▸ Challenge
Copy the records from the line with "Point on each instance of the blurred" up to and including the last line, requests included, and scale every point coordinate in the answers by 0.8, rounding to whole numbers with halves rounded up. Leave the sample points inside the requests unchanged.

▸ Input material
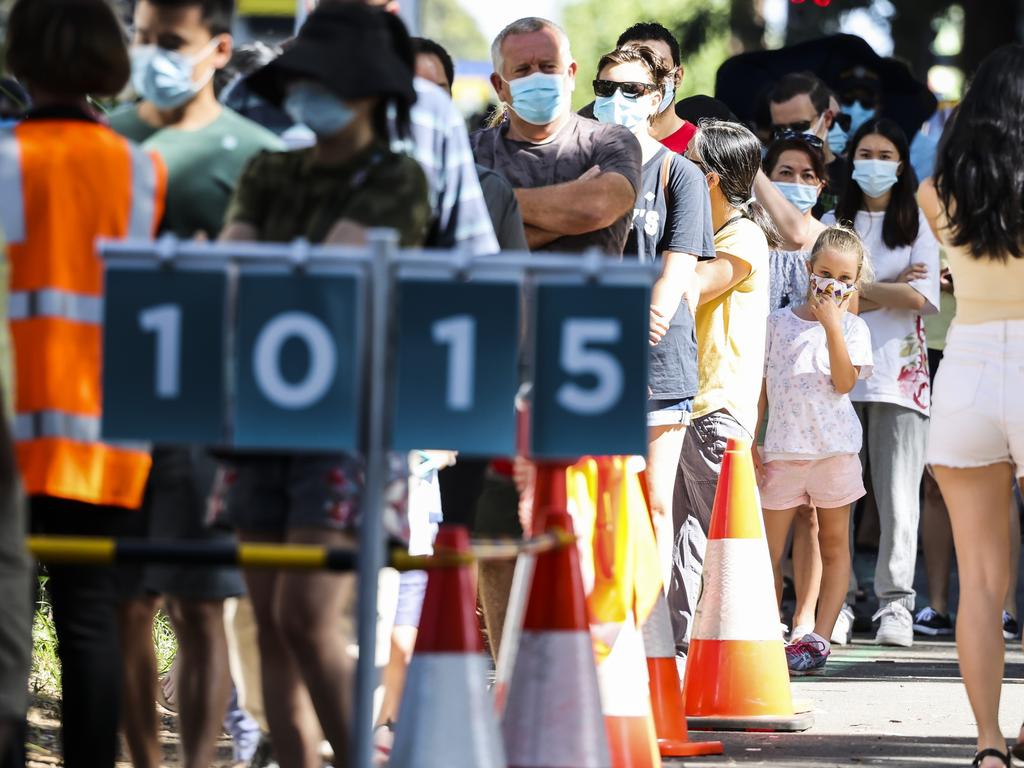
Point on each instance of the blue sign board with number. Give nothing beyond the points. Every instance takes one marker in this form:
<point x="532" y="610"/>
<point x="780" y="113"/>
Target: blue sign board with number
<point x="298" y="359"/>
<point x="163" y="353"/>
<point x="457" y="367"/>
<point x="590" y="372"/>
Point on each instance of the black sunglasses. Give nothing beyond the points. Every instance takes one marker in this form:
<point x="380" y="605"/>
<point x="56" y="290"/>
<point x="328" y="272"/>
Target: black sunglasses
<point x="809" y="138"/>
<point x="607" y="88"/>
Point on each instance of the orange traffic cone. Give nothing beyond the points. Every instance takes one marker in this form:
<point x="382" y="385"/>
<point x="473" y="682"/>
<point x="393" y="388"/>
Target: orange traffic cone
<point x="736" y="676"/>
<point x="666" y="695"/>
<point x="622" y="670"/>
<point x="445" y="719"/>
<point x="552" y="713"/>
<point x="626" y="699"/>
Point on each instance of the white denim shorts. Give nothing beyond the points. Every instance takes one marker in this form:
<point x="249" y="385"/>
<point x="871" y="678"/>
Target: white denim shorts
<point x="978" y="400"/>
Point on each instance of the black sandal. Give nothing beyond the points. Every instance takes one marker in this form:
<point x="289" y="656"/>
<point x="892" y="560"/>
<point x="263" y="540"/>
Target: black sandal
<point x="991" y="754"/>
<point x="1018" y="749"/>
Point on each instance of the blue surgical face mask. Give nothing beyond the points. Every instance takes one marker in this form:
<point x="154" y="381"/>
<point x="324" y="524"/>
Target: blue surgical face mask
<point x="317" y="109"/>
<point x="670" y="96"/>
<point x="838" y="138"/>
<point x="876" y="177"/>
<point x="858" y="115"/>
<point x="631" y="113"/>
<point x="541" y="98"/>
<point x="804" y="197"/>
<point x="164" y="78"/>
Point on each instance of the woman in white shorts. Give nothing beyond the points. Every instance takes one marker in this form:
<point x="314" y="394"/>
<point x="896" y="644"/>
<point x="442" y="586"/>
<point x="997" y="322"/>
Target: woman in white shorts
<point x="976" y="441"/>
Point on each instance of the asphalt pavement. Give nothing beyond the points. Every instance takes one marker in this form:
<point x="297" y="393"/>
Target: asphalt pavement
<point x="875" y="706"/>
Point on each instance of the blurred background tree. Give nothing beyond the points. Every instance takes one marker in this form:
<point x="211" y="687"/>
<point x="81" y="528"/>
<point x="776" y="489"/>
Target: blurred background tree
<point x="448" y="23"/>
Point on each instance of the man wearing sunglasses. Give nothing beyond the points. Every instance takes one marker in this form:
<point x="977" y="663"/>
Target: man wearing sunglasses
<point x="802" y="105"/>
<point x="576" y="179"/>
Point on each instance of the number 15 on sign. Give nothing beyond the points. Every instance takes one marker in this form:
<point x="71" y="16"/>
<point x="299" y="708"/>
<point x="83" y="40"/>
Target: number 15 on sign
<point x="590" y="371"/>
<point x="456" y="367"/>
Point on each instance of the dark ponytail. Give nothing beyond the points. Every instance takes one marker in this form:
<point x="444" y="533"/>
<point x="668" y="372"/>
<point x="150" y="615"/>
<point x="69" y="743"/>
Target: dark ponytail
<point x="734" y="154"/>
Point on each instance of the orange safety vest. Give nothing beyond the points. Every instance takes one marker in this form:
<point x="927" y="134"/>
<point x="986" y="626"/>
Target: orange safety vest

▸ Full response
Point on each instance of the blurred background tree. Give nothing beyond the points. Every instance takes one marker in this form:
<point x="211" y="687"/>
<point x="81" y="528"/>
<point x="776" y="489"/>
Target: blurred background tree
<point x="358" y="18"/>
Point on each instance of the man wearing sunglasses. Give nothing beyond the points. Every instance takes one marker in this form:
<point x="977" y="663"/>
Target: man wearing sunglasses
<point x="642" y="84"/>
<point x="461" y="143"/>
Point on each instance of the number 15 on sign. Give nothing beyond the points. Every instance takes one marker in this form:
<point x="71" y="16"/>
<point x="299" y="708"/>
<point x="83" y="40"/>
Target: number 15 on sign
<point x="472" y="297"/>
<point x="365" y="294"/>
Point on each instance of the dark ponytail. Give nothing beyond the points. Every instance takes one marker in this form:
<point x="444" y="533"/>
<point x="668" y="372"/>
<point x="150" y="615"/>
<point x="69" y="743"/>
Target: dark ponytail
<point x="587" y="123"/>
Point on each instance of the orange safety vest. Give nothing beyond the points. Every instance takes one marker in this form:
<point x="927" y="134"/>
<point x="986" y="626"/>
Target: orange safety vest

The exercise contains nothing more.